What you will do —
1: Answer these questions from the blog post on overthinking:
(a) How long has the writer been off Uni?
(b) What contract did the writer turn down in order to go to uni?
(c) Which Bible verse does the post quote, and what does it say?
2: Carry on the blog post about overthinking from the point where it stops.

Text shown —
Tuesday, December 7, 2010

Over Thinking.


So i have been off Uni for a Month now and have found my self with hours upon hours of free time with absolutely nothing to do, so i think... alot! i have discovered that thinking is bad, thinking just leads to over thinking, and over thinking leads to worry, uncertainty, indecisiveness and i just get stressed.
///
 i think  I know that its time to start living spontaneously. when i look back over the past about 4ish years all the best moments and decisions i have made have been spontaneous. asking Jesus into my heart was not a thought out decision but a spear of the moment one were i took the opportunity and didn't have a second thought, by far the best decision of my life. Turning down a 3 month $15,000 mountain biking contract in Mexico to go to uni was made in the moment, and has resulted in the most challenging year of my life, where i have grown so much, realised the effort i need to put into achieving my goal, and had life changing God encounters i would not have got if i went to Mexico. i guess when we think to much we focus our attention on our selves and not on God, blocking out what he is trying to say to us. Matthew 6 : 27 says
"Can any one of you by worrying add a single hour to your life?"
over thinking and worry is just stopping me from getting all i can out of life, opportunities, and the moment. I just need to stop over thinking, trust in God and live spontaneously. starting now. 

Life, it can change in a second.

Walking.

Data lines —

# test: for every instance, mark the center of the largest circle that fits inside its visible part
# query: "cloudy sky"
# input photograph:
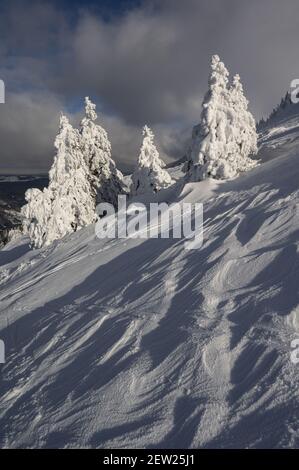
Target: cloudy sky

Solved tasks —
1:
(a) A month.
(b) A 3-month, $15,000 mountain biking contract in Mexico.
(c) Matthew 6:27: "Can any one of you by worrying add a single hour to your life?"

2:
possibly moving out of home next year, I just cant stand the control my parents have over my life at the moment. 'you cant do this or you cant to that', 'you have to be home by this time', 'you cant go to summer camp'. i don't even know if i want to go to uni next year or if I'm doing it just cause it seems to be the only thing my parents will support me in, they will pay for what i do only if its uni. I know they love me and they want what is only the best for me, and i am grateful for every thing they do for me. But I'm 18, school's been over for over a year for me and I'm a uni student, i want to live my life and to live without been treated like a 15 year old. i cant even use my student loan without getting told off. its such i joke, i just want my space.

...

Sunday, December 5, 2010

Big.





My God, is big, so strong, so mighty. My Gods plan for me goes beyond my wildest dream. My God is good, so good to me. He's My God and he is my refuge. He's the rock on which i stand, He's my fortress. God he is my life. He Holds the oceans in his Hand. There's nothing my God cannot do.

Wednesday, December 1, 2010

Half Full.


Hung out with Caleb tonight after elevate for the first time in yonks, it reminded me how much of 'the man' he really is. It also reminded me why it is so much better to get advice from my leader rather than my friends, my friends always tell me what i want to hear, were as Caleb tells me what i need to hear. not saying that my friends give horrible advice, i do value it, particularly Luke Smiths, hes a pretty onto it guy.
...
its funny how when you look at a situation from one perspective it looks bad, but when you change your perspective to one that is different it looks good. The situation is the same but the perspective from which you look at it changes it from a bad situation to a good situation...if you get what i mean haha, its like that good ole illustration of "is the cup half empty or half full?" it all depends on your perspective.
...

Wednesday, November 24, 2010

Friday, November 19, 2010

"P-51 cadilac of the sky"


one thing very few people know about me is how captivated i am by World War Two Fighter planes, in particular the P-51 mustang. it has to be the most beautiful plane ever built, the greatest fighter ever built. none of this computer power jet engine rubbish of today, its completely raw, i would give any thing to be able to travel back in time to fly one of these during the war. i am adamant that one day i will own one for my self!

Wednesday, November 10, 2010

Life's A Skate Park.


life can be like a skate park.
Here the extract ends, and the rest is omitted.